### WORK TO DO
1. List every writer that the passage on historians of the Texel Roads action names as having published an account of that action.
2. In the passage on historians of the Texel Roads action, begin at the words "To escape capture, he" and stop after "(and bland) research.". Write out that stretch with "prison" replaced by "jail".

### PROVIDED PASSAGE
François Mignet and Jean-Charles Lacretelle had considerably less credibility than Jomini as original sources, but they perpetuated the story and did so in more accessible books than Jomini’s dry tome. Both authors were French, neither had been involved in the war, both published their patriotic volumes shortly after the death of Napoleon in 1821, and their accounts of the Texel Roads action closely followed that of Jomini.
Mignet (1796-1884) and Lacretelle (1766-1855) published extensive accounts of the revolutionary wars in 1824 and 1825, respectively. Mignet, born more than a year after the controversial incident, wrote at length about the Revolution and the Napoleonic years with a positive slant on the French and their conquests. Mignet, who grew up in the French Empire without having performed military service, relied on prior written accounts. Both his objectivity and scope were therefore limited in a time when reliable witnesses could still have been interviewed. Mignet provided no additions or modifications to Jomini’s story in his Histoire de la Revolution Française, and thus served merely to perpetuate what was now becoming a well-known account.
Lacretelle, however, was precisely the type of writer one would expect to be, if not objective, biased against the revolutionaries. He began his career as a Royalist newspaper reporter and allowed his pro-monarchy feelings to be printed about the trial and execution of Louis XVI. His views questioned the legality and civility of the action, leaving him exposed to the dangers of the Reign of Terror.
To escape capture, he went into hiding by joining the French army under a false name, but his identity was discovered in 1797, and he served two years in prison. Though slated for execution, he had powerful allies who managed to keep him low on the list of priorities until Napoleon assumed power. When released in 1799, Lacretelle embarked on his final career, becoming a historian.
Lacretelle’s books of French history commenced with a five-volume set on the French Revolution, published in 1801, and he churned them out until 1846. As professor of history at the Imperial University (later subsumed into the modern French Ministry of Education), he had a reputation among other scholars for exhaustive if sometimes unreliable (and bland) research.
Here, then, is an author who had been 28 years old at the time of the Texel Roads action, whose sympathies were with the Royalists, and who thus had no apparent motive for glorifying the revolutionary armies. Yet his published account of the Texel incident closely followed Jomini’s earlier publication, and he added nothing new in the way of evidence or details to the story. However, over the following decades other historians began to criticize his work, mainly for Lacretelle’s lack of data from participants and for his rambling style.
The fourth historian of note to touch on the Texel Roads incident was Sir Archibald Alison (1792-1867), a Scot who was only three years old at the time of the Texel engagement. Alison was a lawyer and historian who achieved considerable acclaim for his exhaustive but excessively long and one-sided Modern History of Europe From the French Revolution to the Fall of Napoleon, a ten-volume set published as the books were written, between 1833 and 1842. His account of the Texel Road action again presented the French cavalry as attackers who overcame the ice-trapped fleet.
Among his detractors was British Prime Minister Benjamin Disraeli, who called Alison “Mr. Wordy.” (Perhaps Alison’s duties as a lawyer and diplomat kept him too occupied to allow him time to do much more than recapitulate written French accounts.)

### DATASET EXTRACT
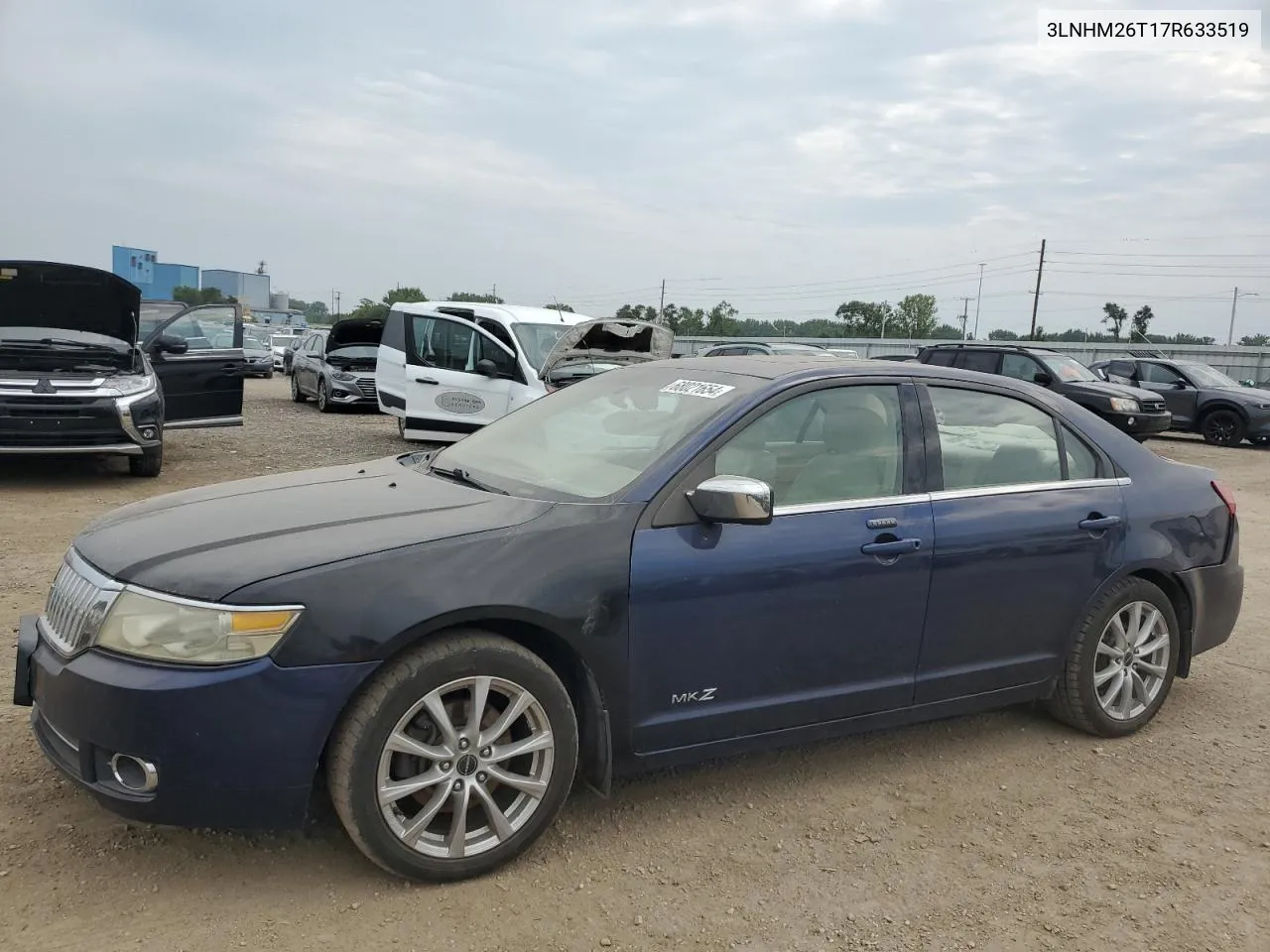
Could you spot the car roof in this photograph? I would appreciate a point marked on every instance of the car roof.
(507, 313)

==

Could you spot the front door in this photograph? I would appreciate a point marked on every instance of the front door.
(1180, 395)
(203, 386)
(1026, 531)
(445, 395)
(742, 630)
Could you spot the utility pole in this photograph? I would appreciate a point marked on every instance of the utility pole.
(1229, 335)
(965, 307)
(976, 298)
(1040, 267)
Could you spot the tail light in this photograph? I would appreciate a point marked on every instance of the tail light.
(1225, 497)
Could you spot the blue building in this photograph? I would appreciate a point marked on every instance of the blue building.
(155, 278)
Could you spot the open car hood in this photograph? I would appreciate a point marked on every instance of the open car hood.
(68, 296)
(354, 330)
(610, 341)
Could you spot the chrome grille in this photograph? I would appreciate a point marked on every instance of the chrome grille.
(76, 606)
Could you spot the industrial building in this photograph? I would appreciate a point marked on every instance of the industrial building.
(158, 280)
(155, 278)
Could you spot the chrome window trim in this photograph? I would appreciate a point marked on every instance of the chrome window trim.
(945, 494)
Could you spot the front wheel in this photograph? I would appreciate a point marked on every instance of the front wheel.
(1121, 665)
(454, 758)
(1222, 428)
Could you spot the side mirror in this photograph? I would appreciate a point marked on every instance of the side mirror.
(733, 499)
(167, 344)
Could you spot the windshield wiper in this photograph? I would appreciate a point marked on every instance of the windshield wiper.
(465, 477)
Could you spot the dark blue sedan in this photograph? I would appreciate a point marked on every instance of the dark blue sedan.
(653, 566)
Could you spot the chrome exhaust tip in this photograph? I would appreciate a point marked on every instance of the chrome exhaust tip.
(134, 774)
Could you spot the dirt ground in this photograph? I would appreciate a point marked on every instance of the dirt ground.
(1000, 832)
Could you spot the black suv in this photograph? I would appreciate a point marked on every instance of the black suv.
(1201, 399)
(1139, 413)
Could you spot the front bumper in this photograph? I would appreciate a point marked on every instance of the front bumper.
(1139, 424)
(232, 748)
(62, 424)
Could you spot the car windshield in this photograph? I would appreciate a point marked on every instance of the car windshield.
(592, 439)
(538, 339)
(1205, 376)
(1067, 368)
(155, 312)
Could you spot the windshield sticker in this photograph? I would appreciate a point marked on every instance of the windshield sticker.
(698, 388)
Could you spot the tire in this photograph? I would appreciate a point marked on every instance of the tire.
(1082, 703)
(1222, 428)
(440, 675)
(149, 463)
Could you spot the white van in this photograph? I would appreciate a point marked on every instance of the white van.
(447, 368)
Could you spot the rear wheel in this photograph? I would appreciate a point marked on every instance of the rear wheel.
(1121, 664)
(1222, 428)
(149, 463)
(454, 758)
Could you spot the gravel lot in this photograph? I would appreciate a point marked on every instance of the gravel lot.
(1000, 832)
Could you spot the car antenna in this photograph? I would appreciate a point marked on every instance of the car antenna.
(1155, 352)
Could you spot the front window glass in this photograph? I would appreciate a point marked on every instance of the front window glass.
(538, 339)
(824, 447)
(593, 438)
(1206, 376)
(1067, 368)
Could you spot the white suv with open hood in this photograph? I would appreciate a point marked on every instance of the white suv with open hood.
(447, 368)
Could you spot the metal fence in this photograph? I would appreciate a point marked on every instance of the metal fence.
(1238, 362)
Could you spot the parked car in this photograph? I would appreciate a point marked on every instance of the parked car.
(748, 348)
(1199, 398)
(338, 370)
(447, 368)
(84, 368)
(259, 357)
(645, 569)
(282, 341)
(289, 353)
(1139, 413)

### RESPONSES IN ORDER
1. Jomini, François Mignet, Jean-Charles Lacretelle, Sir Archibald Alison

2.
To escape capture, he went into hiding by joining the French army under a false name, but his identity was discovered in 1797, and he served two years in jail. Though slated for execution, he had powerful allies who managed to keep him low on the list of priorities until Napoleon assumed power. When released in 1799, Lacretelle embarked on his final career, becoming a historian.
Lacretelle’s books of French history commenced with a five-volume set on the French Revolution, published in 1801, and he churned them out until 1846. As professor of history at the Imperial University (later subsumed into the modern French Ministry of Education), he had a reputation among other scholars for exhaustive if sometimes unreliable (and bland) research.